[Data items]
--*--

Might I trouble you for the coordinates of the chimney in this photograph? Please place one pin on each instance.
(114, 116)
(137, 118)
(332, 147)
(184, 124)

--*--

▸ What to produce: Revise the material above so that "chimney" becomes "smokestack", and leave everything else as it is.

▸ Output for this exercise:
Might I trouble you for the coordinates of the smokestack in this photograph? Please place one pin on each instance.
(114, 116)
(137, 118)
(332, 147)
(184, 124)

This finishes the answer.